** What this task involves **
For each line of the data that includes the word "orange", copy the line.
=== Begin Enclosure ===
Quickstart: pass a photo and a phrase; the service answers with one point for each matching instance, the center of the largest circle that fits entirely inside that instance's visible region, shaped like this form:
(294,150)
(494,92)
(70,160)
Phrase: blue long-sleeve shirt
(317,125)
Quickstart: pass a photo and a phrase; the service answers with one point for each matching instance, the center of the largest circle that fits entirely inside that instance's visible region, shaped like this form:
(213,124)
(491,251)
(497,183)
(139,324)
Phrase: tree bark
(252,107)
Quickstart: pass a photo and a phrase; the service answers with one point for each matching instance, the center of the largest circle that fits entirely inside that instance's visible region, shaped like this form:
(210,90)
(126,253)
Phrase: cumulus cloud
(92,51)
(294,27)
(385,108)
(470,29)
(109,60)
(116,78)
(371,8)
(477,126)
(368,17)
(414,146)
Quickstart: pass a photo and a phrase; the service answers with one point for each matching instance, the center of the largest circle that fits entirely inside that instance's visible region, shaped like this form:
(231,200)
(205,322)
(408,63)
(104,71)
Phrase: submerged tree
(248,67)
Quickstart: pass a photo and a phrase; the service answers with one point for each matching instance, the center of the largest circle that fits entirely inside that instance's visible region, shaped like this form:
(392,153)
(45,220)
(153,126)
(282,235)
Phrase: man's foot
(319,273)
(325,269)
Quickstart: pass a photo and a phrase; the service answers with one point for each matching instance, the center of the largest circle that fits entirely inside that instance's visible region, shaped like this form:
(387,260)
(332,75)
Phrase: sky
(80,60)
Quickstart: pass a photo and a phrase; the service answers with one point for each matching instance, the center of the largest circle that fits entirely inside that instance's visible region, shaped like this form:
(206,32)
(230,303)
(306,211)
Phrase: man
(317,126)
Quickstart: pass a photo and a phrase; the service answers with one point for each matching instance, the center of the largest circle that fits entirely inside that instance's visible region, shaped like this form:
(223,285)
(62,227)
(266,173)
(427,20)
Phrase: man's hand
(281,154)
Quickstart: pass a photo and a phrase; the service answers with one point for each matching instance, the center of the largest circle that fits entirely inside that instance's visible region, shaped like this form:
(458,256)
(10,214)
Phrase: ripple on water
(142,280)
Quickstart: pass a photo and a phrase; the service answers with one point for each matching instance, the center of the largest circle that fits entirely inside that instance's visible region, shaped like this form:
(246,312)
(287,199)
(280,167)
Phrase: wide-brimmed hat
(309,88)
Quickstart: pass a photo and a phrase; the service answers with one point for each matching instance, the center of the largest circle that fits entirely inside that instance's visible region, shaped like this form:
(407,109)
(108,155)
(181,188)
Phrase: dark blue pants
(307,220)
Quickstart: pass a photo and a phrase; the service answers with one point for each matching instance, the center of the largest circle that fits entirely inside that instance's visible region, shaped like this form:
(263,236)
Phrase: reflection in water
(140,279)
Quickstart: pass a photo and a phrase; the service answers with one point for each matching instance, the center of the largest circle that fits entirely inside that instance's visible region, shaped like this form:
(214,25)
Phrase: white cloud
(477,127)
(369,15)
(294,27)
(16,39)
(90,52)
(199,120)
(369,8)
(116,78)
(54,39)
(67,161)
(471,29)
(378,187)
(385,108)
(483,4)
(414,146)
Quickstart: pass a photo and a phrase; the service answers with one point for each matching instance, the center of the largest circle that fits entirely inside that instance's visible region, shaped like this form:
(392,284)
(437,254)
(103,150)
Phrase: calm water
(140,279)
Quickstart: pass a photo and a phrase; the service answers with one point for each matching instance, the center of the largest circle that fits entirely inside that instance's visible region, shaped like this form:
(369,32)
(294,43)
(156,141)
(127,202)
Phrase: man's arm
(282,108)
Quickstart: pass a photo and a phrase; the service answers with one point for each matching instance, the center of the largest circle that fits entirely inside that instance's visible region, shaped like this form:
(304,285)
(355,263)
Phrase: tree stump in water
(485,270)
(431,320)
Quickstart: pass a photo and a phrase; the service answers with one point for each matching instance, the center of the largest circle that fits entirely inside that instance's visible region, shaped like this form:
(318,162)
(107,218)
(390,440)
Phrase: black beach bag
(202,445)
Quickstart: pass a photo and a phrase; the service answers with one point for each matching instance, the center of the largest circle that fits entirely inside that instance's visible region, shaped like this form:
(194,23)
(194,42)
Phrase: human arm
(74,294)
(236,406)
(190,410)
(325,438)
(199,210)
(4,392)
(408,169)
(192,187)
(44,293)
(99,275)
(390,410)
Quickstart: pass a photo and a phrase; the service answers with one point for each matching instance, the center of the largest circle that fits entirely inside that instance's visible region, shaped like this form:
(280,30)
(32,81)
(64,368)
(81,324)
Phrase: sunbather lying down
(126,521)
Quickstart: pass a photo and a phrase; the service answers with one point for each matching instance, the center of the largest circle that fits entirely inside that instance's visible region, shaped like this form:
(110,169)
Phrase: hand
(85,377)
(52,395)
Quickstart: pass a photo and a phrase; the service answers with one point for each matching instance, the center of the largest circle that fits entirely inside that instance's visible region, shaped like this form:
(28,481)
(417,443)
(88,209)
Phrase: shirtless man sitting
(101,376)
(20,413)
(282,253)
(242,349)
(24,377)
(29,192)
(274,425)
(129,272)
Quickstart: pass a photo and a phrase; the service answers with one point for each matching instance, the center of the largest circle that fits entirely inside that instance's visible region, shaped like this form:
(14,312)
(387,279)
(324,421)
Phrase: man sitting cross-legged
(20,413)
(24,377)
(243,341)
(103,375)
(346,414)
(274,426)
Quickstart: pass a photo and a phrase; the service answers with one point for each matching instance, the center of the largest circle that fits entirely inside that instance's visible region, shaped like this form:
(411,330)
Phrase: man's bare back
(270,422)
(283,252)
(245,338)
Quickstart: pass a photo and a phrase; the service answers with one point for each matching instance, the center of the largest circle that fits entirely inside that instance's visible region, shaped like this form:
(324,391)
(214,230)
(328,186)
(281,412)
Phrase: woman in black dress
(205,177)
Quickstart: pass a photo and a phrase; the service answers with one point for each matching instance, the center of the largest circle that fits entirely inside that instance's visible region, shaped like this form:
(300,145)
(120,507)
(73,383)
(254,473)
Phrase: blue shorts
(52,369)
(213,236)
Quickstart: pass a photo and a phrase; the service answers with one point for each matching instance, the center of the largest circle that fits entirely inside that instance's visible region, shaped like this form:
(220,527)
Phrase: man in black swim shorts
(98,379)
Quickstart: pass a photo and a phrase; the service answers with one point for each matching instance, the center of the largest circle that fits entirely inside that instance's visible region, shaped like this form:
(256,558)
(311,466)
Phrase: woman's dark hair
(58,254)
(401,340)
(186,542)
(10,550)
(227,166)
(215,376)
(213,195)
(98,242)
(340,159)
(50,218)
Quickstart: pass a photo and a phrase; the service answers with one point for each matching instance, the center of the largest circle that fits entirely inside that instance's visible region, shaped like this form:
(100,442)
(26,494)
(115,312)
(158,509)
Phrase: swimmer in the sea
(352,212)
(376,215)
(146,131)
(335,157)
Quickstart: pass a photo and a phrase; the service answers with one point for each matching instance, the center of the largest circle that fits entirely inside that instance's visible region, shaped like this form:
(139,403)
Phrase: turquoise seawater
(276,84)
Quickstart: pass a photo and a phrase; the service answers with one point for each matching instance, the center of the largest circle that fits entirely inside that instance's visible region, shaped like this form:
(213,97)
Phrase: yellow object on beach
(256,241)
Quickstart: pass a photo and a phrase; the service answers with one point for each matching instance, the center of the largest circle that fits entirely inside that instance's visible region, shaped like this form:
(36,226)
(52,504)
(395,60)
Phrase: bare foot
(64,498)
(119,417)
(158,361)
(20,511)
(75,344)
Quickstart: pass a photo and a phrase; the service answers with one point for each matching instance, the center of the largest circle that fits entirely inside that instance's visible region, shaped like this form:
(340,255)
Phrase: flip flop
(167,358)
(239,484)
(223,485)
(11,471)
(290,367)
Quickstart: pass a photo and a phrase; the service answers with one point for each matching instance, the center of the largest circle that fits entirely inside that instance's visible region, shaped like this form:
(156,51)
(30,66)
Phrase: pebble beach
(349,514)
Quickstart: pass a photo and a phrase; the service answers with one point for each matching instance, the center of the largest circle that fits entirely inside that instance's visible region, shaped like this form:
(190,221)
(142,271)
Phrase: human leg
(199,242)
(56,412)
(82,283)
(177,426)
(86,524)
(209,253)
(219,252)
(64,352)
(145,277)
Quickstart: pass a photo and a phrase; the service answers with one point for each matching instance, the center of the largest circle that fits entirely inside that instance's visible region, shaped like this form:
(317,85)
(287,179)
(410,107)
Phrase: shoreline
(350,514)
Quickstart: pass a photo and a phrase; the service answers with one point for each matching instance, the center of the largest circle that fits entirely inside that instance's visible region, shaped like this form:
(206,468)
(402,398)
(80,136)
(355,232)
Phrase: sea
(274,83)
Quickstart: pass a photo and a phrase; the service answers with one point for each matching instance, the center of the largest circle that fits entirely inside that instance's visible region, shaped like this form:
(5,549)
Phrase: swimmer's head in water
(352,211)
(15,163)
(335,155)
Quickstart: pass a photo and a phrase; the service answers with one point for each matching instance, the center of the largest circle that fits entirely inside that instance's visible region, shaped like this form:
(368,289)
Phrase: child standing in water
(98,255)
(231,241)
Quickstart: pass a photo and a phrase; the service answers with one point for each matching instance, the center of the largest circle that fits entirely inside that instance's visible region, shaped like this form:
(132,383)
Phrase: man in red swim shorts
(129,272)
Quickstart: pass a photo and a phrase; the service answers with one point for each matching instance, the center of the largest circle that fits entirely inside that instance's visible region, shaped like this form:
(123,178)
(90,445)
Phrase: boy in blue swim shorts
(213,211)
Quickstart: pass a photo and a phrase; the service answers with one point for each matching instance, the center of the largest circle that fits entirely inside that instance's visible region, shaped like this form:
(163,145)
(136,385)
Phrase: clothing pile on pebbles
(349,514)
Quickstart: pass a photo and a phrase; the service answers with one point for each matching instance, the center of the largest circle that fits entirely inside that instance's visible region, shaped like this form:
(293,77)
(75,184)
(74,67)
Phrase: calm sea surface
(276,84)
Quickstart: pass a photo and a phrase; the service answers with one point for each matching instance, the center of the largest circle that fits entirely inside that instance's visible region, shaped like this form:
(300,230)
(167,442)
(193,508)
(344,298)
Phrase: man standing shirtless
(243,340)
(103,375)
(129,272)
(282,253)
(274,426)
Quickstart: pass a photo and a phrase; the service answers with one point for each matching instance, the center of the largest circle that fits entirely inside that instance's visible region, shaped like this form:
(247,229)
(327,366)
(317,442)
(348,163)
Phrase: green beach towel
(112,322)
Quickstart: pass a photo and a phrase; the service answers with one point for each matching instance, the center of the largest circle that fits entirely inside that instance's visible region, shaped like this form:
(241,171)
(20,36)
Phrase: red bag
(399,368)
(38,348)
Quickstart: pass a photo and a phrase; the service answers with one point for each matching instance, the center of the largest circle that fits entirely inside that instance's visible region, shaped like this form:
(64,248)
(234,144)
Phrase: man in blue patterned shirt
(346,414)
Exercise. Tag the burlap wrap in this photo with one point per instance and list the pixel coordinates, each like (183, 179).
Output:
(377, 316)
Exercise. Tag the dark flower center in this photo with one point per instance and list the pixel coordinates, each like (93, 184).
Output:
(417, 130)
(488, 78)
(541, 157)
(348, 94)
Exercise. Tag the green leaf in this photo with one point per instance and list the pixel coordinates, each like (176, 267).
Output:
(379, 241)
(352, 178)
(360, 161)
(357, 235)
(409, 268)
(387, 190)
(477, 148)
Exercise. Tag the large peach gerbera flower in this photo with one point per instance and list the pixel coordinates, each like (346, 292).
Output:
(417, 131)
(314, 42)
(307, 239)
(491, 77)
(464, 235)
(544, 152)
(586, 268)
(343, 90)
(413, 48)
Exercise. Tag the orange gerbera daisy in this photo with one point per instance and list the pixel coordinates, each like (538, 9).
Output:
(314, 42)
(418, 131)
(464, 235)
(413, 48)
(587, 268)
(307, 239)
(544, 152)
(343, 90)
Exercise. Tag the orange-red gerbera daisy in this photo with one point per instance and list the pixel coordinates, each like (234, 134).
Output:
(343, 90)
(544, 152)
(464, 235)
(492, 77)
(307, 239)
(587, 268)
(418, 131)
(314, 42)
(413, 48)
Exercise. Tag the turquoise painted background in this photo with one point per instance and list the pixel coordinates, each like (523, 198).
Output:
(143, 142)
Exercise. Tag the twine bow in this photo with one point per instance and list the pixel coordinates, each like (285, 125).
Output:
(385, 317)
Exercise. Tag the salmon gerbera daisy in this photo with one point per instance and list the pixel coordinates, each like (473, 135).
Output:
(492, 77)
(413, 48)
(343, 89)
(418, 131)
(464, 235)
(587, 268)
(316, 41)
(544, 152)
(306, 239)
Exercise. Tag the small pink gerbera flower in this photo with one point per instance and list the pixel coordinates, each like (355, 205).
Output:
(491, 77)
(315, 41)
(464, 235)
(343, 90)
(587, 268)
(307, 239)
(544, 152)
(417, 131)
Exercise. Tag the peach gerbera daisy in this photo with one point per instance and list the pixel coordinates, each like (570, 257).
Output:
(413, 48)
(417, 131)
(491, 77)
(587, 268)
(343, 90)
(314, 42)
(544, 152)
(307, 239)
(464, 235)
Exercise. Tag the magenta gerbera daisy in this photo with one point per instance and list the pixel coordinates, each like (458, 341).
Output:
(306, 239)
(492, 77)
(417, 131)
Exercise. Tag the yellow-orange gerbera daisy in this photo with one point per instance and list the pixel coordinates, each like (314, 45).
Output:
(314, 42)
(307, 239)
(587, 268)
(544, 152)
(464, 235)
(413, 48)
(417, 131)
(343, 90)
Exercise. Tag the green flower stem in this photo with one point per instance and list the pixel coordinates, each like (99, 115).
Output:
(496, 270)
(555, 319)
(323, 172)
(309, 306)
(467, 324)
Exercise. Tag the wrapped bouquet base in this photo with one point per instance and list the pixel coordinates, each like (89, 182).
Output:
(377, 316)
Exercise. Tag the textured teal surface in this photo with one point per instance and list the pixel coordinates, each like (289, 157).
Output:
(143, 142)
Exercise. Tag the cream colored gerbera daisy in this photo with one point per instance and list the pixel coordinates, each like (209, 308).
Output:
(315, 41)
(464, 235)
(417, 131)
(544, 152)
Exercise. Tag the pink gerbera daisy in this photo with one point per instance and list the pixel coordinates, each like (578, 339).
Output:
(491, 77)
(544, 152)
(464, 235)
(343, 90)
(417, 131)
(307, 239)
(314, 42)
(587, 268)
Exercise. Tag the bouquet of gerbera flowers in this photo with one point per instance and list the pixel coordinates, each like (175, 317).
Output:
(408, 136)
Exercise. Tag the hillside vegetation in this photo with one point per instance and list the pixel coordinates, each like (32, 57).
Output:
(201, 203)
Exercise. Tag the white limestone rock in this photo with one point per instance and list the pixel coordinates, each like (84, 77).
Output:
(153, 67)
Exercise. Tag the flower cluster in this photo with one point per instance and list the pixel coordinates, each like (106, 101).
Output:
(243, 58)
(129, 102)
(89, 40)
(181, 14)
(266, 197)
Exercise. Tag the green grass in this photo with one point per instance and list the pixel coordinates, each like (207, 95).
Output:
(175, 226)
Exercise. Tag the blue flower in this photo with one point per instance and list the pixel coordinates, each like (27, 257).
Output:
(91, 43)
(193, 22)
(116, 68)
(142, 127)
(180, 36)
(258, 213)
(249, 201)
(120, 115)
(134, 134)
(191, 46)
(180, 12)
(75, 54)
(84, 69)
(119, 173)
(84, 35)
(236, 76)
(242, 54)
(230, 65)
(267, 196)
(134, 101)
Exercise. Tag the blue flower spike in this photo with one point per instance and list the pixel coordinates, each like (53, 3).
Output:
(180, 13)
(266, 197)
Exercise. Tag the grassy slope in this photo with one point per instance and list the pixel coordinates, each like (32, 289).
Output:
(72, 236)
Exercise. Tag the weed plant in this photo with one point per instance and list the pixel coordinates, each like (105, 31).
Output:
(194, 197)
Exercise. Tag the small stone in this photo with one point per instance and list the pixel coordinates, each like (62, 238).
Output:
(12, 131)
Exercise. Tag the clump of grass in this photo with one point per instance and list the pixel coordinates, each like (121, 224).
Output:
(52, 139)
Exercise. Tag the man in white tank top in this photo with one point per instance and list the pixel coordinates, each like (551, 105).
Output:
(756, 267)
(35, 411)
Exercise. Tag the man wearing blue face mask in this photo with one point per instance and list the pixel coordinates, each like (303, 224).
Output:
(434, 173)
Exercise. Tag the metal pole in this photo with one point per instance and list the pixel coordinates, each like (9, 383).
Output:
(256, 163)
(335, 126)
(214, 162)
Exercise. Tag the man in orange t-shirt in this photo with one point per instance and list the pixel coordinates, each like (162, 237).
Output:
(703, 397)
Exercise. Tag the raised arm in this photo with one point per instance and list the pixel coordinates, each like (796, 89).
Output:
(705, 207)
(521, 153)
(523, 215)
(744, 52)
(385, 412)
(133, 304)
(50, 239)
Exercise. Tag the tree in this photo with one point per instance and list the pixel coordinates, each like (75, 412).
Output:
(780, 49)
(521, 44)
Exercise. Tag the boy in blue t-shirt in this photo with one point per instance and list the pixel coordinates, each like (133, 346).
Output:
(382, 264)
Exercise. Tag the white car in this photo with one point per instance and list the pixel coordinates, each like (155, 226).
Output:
=== End Enclosure ===
** Result **
Exercise. Tag the orange gerbera daisy in this photo with one point per instance and list the pixel coordinates, each like (538, 9).
Exercise. Tag the orange-red gerbera daisy in this photo with one point per instance and list the pixel coordinates, each like (234, 134).
Exercise. Tag the yellow-orange gerbera daisy in this photo with one point per instance and list the pixel coordinates, each like (314, 45).
Exercise. Tag the man in orange t-shirt in this photo with one point per instance and list the pixel coordinates, each like (162, 237).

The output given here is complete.